::: PASSAGE GIVEN :::
# WiFi in italy



## pmcclure (Dec 6, 2011)

I,m going to be in Italy in a few days crossing over from Austria. In Austria in a Macdonalds the wifi is free, but I believe in Italy you need an Italian registered phone to get a password that would give them access to the free wifi, so does anyone have the password that they would be willing to share?

Thanks

Peter


----------



## Stanner (Aug 17, 2006)

I think it's the same system in Germany as well, I tried to get a McD connection there and gave up in the end.


----------



## OurTour (Nov 29, 2011)

*McDonalds WiFi in Italy*

Hi Peter - yes, the Italians have enforced restrictions on open WiFi connections so they can attempt to track individual use, ostensibly as part of anti-terror operations. Same thing when you buy and Italian SIM - you have to present documentation to personally identify you so your Internet use can be tracked.

How well this all works in its attempts to interrupt terror group communications, and how much it stifles innovation and tourism, is an open point for debate. However, it would seem unwise for anyone to hand over their password, as from that point onwards anyone who has access to it will be browsing under their name. I'm no lawyer, but I'm guessing that if the police did come knocking, a defence which relied upon you saying you gave away your password may not be a good one.
:::
**YOUR TASKS**.
• A. Copy out the listing word for word, from the line containing "Task: annotate the green chameleon" through the end of the listing, leaving out any pictures.
• B. Carry the forum thread about WiFi in Italy forward, picking up right after its final sentence.
::: RECORDED DATA :::
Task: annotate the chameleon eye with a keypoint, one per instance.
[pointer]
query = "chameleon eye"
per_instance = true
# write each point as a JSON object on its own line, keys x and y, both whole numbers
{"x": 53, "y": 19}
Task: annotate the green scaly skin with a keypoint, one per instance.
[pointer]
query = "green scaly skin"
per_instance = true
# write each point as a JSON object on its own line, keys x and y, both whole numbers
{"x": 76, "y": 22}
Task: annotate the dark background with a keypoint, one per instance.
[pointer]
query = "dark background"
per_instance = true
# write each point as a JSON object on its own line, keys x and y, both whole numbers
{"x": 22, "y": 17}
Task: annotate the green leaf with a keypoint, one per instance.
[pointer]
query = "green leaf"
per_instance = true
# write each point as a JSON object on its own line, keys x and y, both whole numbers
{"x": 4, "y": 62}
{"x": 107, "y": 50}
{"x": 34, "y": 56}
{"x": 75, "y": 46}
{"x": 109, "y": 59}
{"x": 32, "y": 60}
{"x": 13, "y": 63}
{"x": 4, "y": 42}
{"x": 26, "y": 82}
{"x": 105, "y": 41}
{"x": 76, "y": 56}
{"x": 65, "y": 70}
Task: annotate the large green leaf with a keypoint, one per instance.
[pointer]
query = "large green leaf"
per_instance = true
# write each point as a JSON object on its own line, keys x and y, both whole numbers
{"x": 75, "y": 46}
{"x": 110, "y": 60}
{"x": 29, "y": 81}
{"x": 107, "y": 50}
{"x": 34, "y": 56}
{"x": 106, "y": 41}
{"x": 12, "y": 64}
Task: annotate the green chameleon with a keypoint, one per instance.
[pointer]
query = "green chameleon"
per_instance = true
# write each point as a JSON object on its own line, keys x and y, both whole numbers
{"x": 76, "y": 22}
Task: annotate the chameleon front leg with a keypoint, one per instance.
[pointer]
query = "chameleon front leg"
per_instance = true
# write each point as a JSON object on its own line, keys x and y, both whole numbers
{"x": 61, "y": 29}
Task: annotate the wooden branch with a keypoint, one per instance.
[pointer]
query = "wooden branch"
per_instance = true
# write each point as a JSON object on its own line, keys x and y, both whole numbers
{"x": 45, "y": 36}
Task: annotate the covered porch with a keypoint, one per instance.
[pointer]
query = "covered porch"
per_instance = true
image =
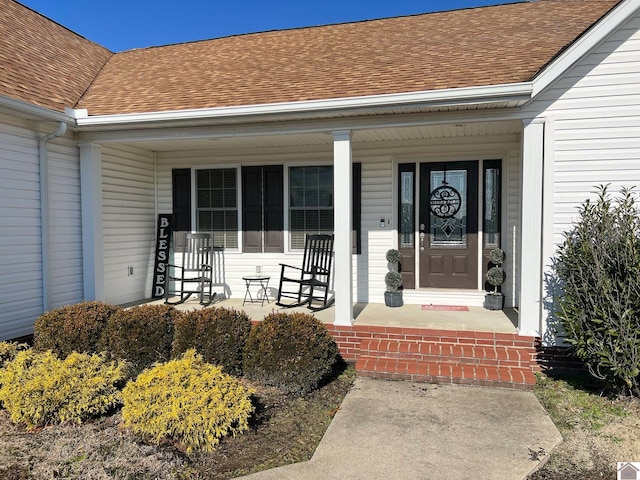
:::
**RESPONSES**.
• A.
Task: annotate the green chameleon with a keypoint, one per instance.
[pointer]
query = "green chameleon"
per_instance = true
# write each point as a JSON object on its own line, keys x and y, both whole numbers
{"x": 76, "y": 22}
Task: annotate the chameleon front leg with a keypoint, one per instance.
[pointer]
query = "chameleon front leg"
per_instance = true
# write each point as a JSON object on its own line, keys x and y, both whole numbers
{"x": 61, "y": 29}
Task: annotate the wooden branch with a keypoint, one per instance.
[pointer]
query = "wooden branch"
per_instance = true
# write each point as a JSON object on its own line, keys x and y, both whole numbers
{"x": 45, "y": 36}
Task: annotate the covered porch with a keypoint, one per instance.
[pointer]
query = "covered porch"
per_instance = true
image =

• B.
We've found Italian Vodafone to be a good service though. Nope, it's not free, and we love free, but it's not too steep. You can either get a SIM in-country for about €20-odd for 5GB per month, no contract, or buy a pre-pay EuropaSIM from www.motorhomewifif.com, which is Italian-registered (and includes SMS messages, so you can use it to get onto free McDonalds wifi too) and gives you 500MB per day, costing €2 each day you use it. The EuropaSIM works in other European countries too, but you only get 100MB for your €2 in those places. Get in touch with Adam at motorhome wifi if you're interested in that option.

Of course, you can just buy the cheapest possible non-Internet SIM from any of the telcos in Italy, and use it just the once to get the SMS sent to you from McDonalds?

Cheers, Jason


----------



## Camdoon (Sep 21, 2012)

We managed to get a connection in McDs in Italy. We did have to go in and it took a while as the guy had a list of accounts and passwords on his IPhone. He gave us the phone (could you imagine that happening in the UK) as he was busy to try the codes and we eventually found a couple that worked. The usernames were unique and the passwords were long and complex.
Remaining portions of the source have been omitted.